### TASKS TO CARRY OUT
#1 Answer these questions about the fitness discussion, one line each:
(a) How many pushups are some slim people with long stamina unable to do?
(b) Before a long backpack trip in the mountains, for how long should a person be able to jog while still carrying on a conversation?
(c) For how many minutes should you be able to keep up the stair-climbing rate?
#2 What lengths of time does the fitness discussion mention? List every one.
#3 Can you continue the fitness discussion from the point where it stops?

### GIVEN TEXT
^^^^^^^^^^^^^^^^
Recently I've heard the phrase "Make sure your in top physical shape" quite
frequently. One day I was thinking, well what exactly does that mean....

Does it mean your body is ripped (big or small), no I don't believe so, I
know a few people who if you looked at them would think they were in perfect
shape but smoke, drink, and probably cant run a mile.

Does it mean your slim with a long stamina? Well, some of those people cant
do 3 pushups.

On the flip side I know some people who are chunky and can outrun and
outlift me (I'm not fat, and run daily). Are they in better shape?

So my question is, hw can you define what is top/good physical shape or
determine if someone is in top/good physical shape?


http://www.exrx.net/Calculators.html

Is a fairly good source of fitness info. The calculators indicate how you fit
in with the rest of us.

For the most part, good aerobic condition is required for our sport. When
somebody says they are 'out of shape', they usually mean they are not
aerobically 'fit'. They can't do much exercise (any kind) without being
'breathless'.

Before heading out for a long backpack trip in the mountains, I usually suggest
that a person be able to jog/run for 20 minutes and still be able to carry on a
conversation (while jogging) as an indicator. Another is, while on a long stair
case, adjust your heart rate and rate of climb so that you can breath in on one
foot and exhale on the other step. You should be going at a rate that is faster
than two seconds a step. You should be able to maintain this rate for 40
minutes. Give yourself lots of bonus points if you can do this with a weighted
pack on.
^^^^^^^^^^^^^^^^
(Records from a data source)

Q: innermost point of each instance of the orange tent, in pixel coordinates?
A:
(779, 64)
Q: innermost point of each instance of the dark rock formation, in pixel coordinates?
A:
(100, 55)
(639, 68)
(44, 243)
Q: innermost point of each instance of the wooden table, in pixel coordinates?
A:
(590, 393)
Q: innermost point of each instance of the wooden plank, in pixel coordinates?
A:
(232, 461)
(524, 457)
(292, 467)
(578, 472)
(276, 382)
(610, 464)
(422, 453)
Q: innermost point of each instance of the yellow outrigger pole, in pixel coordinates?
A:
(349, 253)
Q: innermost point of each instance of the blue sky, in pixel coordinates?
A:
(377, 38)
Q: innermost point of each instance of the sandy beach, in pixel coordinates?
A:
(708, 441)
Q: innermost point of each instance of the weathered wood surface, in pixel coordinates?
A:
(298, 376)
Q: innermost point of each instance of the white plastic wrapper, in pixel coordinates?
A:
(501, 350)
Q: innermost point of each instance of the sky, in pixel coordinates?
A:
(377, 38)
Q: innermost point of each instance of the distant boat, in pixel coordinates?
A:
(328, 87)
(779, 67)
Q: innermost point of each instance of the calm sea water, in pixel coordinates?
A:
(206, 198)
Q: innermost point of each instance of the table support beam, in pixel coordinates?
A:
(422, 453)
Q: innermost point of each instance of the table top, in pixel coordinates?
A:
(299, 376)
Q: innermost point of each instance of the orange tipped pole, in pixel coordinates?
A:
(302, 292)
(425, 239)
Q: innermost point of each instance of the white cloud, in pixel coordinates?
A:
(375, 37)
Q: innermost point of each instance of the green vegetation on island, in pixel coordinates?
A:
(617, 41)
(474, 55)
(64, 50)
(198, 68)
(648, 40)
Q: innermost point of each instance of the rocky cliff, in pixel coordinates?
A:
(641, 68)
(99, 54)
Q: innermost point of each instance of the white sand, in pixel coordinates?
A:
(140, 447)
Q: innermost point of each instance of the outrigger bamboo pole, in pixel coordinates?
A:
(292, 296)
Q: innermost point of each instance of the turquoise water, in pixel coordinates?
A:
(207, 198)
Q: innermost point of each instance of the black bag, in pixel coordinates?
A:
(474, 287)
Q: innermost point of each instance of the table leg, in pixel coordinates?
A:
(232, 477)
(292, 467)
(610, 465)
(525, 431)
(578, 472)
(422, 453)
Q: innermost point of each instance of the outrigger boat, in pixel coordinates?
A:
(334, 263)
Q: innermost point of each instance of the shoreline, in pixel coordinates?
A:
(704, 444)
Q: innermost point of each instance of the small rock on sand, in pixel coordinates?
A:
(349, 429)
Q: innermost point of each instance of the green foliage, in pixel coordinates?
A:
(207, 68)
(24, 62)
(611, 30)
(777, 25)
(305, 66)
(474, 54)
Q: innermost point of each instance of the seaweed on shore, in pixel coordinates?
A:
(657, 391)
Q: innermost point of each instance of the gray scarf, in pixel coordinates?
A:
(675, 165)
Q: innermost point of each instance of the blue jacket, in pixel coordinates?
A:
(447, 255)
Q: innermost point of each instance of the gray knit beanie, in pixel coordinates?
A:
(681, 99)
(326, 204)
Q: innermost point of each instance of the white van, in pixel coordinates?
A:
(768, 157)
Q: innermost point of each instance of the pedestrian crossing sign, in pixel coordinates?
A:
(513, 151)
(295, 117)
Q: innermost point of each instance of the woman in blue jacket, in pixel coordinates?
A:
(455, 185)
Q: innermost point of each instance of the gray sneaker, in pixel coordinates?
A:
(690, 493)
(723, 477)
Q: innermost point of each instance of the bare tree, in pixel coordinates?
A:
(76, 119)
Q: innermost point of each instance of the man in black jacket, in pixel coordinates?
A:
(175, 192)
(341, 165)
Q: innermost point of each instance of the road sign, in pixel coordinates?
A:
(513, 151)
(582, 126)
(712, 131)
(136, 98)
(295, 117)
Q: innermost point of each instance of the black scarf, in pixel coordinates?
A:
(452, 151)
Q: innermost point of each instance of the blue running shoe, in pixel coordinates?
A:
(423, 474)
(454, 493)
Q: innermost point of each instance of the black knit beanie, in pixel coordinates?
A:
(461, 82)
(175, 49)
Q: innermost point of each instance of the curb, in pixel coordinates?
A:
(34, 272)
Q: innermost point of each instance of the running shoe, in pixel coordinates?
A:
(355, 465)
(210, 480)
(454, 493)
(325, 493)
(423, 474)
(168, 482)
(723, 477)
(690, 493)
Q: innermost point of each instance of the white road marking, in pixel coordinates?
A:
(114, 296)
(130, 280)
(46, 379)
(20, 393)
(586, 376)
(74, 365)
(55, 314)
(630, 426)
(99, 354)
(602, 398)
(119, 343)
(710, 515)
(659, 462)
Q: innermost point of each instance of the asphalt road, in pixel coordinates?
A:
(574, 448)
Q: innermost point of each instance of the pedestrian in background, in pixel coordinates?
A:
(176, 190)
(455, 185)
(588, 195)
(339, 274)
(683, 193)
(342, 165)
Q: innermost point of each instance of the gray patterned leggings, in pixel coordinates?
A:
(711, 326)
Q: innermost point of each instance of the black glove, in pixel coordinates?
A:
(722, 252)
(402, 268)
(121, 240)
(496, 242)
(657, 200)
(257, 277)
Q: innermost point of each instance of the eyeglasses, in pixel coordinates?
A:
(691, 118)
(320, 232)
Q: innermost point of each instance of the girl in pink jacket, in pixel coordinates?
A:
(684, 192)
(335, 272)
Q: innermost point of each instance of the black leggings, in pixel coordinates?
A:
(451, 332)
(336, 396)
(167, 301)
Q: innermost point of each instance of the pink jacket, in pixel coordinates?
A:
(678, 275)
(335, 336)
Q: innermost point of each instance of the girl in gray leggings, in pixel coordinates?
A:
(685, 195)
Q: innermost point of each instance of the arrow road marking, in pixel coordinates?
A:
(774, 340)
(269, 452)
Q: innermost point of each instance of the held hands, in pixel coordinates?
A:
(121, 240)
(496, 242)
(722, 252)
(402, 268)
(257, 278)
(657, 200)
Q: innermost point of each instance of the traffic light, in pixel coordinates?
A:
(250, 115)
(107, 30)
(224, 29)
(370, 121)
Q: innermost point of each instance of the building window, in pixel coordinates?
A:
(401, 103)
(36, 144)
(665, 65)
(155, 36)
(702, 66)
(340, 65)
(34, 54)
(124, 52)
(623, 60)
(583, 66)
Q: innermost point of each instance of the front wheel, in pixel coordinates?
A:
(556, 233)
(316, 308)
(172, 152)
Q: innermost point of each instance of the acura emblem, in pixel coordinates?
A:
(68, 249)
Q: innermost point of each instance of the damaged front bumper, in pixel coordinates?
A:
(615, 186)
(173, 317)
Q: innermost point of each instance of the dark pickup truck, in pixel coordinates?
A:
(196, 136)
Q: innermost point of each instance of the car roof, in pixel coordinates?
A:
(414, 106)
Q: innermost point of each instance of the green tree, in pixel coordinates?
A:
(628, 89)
^^^^^^^^^^^^^^^^
### SOLVED PROBLEMS
#1
(a) 3
(b) 20 minutes
(c) 40 minutes

#2
20 minutes
two seconds
40 minutes

#3
Another indication of fitness has to do with how much fat you are lugging
around. A below average BMI (Body Mass Index) is a fairly good indicator.
Fitness and size are not the same, but generally people with a below average BMI
are more fit than the ones who are borderline fat.

If you are backpacking you also need a few more muscles than just in the legs.
If you can't/won't join a gym to throw iron around then you will have to be
creative. In the 'off season', I walk almost daily in the neighborhood lugging
around 1 gallon plastic bags of kitty litter stuffed in my pack. Liter water
bottles are a good replacement. Each bag is about 5 lbs. Start out with a
comfortable load and add a bag every 10 days or so. Every mile (15-20 minutes)
do as many sets of 10 full squats as you can. You can up the ante by dragging an
old automobile tire around behind you too. It does add to the eccentricity of
the endeavor, however.

I've seen really large, overweight people huffing and puffing up a trail with a
gargantuan load on their backs fully involved in enjoying the outdoors. I've
also seen some really fit, lean, taunt runners that were 5 days (60 miles) into
the back country that really didn't look like they were having any fun at all.

The better physical shape one is in, the more enjoyable the trip. The trade off
is that you spend several months of 'pain' getting that way instead of just
suffering for a few days.

If you are in the Sierra, for example, chugging along with a 30-40lb pack at
over 9,000' you would want to be able to gain 1000-2000' in altitude an hour on
a well maintained trail for most of an 8 hour day. AND we would like you to be
sociable at the end of the day. That is help making camp, cooking, cleaning,
chatting and doing other activities. And if the weather really dumps on us or
if there is an emergency we'd like you to be able to do whatever is necessary
and not be a zombie.

That is, we'd like you to be able to do your share and be an enjoyable trail
partner at the same time. The less 'fit' you are the more you have to be able
to smile.

It is important if you are planning on doing more than just the routine backpack
trip, that you know just how far you can stretch your reserves and when you
can't.

NOW, if you want to go play with the big boys....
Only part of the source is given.